> **Problem to solve**
Repeat the material below exactly, line for line.

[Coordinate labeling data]
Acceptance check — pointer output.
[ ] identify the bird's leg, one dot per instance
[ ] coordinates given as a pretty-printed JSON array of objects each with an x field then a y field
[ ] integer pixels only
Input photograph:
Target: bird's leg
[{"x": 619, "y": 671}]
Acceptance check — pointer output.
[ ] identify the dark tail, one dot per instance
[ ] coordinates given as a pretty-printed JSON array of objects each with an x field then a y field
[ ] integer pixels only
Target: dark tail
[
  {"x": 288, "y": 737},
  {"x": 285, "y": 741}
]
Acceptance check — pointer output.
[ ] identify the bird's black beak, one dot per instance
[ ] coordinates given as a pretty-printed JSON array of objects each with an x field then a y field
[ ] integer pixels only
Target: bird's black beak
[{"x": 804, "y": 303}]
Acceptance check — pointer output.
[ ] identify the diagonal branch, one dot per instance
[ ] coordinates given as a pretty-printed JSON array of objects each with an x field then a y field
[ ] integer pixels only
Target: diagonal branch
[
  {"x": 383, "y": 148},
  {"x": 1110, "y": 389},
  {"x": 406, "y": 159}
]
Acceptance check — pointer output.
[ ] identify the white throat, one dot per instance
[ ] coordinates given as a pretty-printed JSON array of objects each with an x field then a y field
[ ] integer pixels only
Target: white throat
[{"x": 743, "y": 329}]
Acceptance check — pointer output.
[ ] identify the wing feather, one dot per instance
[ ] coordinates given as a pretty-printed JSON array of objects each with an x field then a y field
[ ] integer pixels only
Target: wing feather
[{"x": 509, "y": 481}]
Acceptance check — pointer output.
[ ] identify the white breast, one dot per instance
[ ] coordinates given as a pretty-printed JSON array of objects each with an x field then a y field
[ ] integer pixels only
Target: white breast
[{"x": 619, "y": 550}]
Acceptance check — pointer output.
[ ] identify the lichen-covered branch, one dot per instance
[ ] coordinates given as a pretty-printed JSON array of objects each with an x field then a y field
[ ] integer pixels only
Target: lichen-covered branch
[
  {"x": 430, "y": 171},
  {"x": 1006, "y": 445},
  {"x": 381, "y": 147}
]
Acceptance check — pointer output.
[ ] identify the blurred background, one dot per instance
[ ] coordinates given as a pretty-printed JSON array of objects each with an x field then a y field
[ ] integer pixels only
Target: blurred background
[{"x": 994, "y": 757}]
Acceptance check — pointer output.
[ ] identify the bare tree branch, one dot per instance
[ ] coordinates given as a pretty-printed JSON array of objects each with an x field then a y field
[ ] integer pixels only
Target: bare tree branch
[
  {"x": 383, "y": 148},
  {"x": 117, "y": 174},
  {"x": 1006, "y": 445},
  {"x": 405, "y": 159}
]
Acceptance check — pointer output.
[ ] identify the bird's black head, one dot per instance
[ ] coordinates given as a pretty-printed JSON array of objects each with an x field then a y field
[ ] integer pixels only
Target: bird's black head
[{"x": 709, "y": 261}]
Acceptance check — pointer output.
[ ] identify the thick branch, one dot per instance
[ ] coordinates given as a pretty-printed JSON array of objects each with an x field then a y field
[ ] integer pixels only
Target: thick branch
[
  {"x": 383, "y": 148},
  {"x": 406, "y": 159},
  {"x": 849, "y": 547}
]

> **Exercise answer**
Acceptance check — pointer output.
[ ] identify the bird's leg, one dot per instance
[ ] coordinates given as a pretty-printed JSON array of objects each with an x field then a y field
[ ] integer pixels only
Input photograph:
Target: bird's leg
[{"x": 619, "y": 671}]
Acceptance check — pointer output.
[ ] identify the dark tail, one dot per instance
[ ] coordinates given as a pretty-printed JSON array of objects each with an x field then a y field
[ ] integer pixels only
Target: dark tail
[
  {"x": 288, "y": 737},
  {"x": 285, "y": 741}
]
Acceptance check — pointer output.
[ ] identify the bird's black beak, one dot per instance
[ ] coordinates given as a pretty-printed JSON array of objects each with an x field then a y field
[ ] integer pixels only
Target: bird's black beak
[{"x": 804, "y": 303}]
Acceptance check — pointer output.
[ ] identify the diagonal branch, one dot per instance
[ ] coordinates given as a pretty-printed JSON array of objects each with an x field then a y field
[ ] integer pixels only
Target: diagonal branch
[
  {"x": 383, "y": 148},
  {"x": 1110, "y": 389},
  {"x": 406, "y": 159}
]
Acceptance check — pointer output.
[ ] identify the white throat, one dot per instance
[ ] coordinates given as a pretty-printed JSON array of objects each with an x field then a y field
[ ] integer pixels only
Target: white throat
[{"x": 743, "y": 329}]
Acceptance check — pointer output.
[ ] identify the wing feather, one dot per instance
[ ] coordinates given as a pretty-printed JSON array of objects each with an x field then a y field
[ ] integer pixels only
Target: wing feather
[{"x": 509, "y": 481}]
Acceptance check — pointer output.
[ ] identify the white breast, one dot per instance
[ ] coordinates given as a pretty-printed JSON array of objects each with an x field then a y field
[ ] integer pixels only
Target: white breast
[{"x": 619, "y": 550}]
Acceptance check — pointer output.
[ ] identify the lichen-covered branch, one dot per instance
[ ] coordinates given as a pretty-printed JSON array of objects each with an x field then a y field
[ ] integer pixels only
Target: lichen-covered branch
[
  {"x": 430, "y": 171},
  {"x": 1006, "y": 445},
  {"x": 381, "y": 147}
]
Acceptance check — pointer output.
[ ] identify the blurred background, one dot per instance
[ ] coordinates given as a pretty-printed JSON array of objects each with an x field then a y field
[ ] integer pixels only
Target: blurred background
[{"x": 994, "y": 757}]
Acceptance check — pointer output.
[ ] identify the bare tree branch, one dot per instance
[ ] coordinates given as a pretty-printed JSON array of objects each with an x field then a y field
[ ] integer pixels only
Target: bare tree branch
[
  {"x": 383, "y": 148},
  {"x": 117, "y": 174},
  {"x": 1006, "y": 445},
  {"x": 405, "y": 159}
]
Acceptance check — pointer output.
[ ] identify the bird's black head, one dot per instance
[ ] coordinates given as a pretty-printed JSON array of objects each with an x field then a y field
[ ] integer pixels only
Target: bird's black head
[{"x": 709, "y": 261}]
Acceptance check — pointer output.
[ ] identify the thick branch, one dot per instance
[ ] coordinates given as a pretty-printed JSON array of objects each with an x field then a y field
[ ] integer pixels only
Target: thick branch
[
  {"x": 383, "y": 148},
  {"x": 406, "y": 159},
  {"x": 849, "y": 547}
]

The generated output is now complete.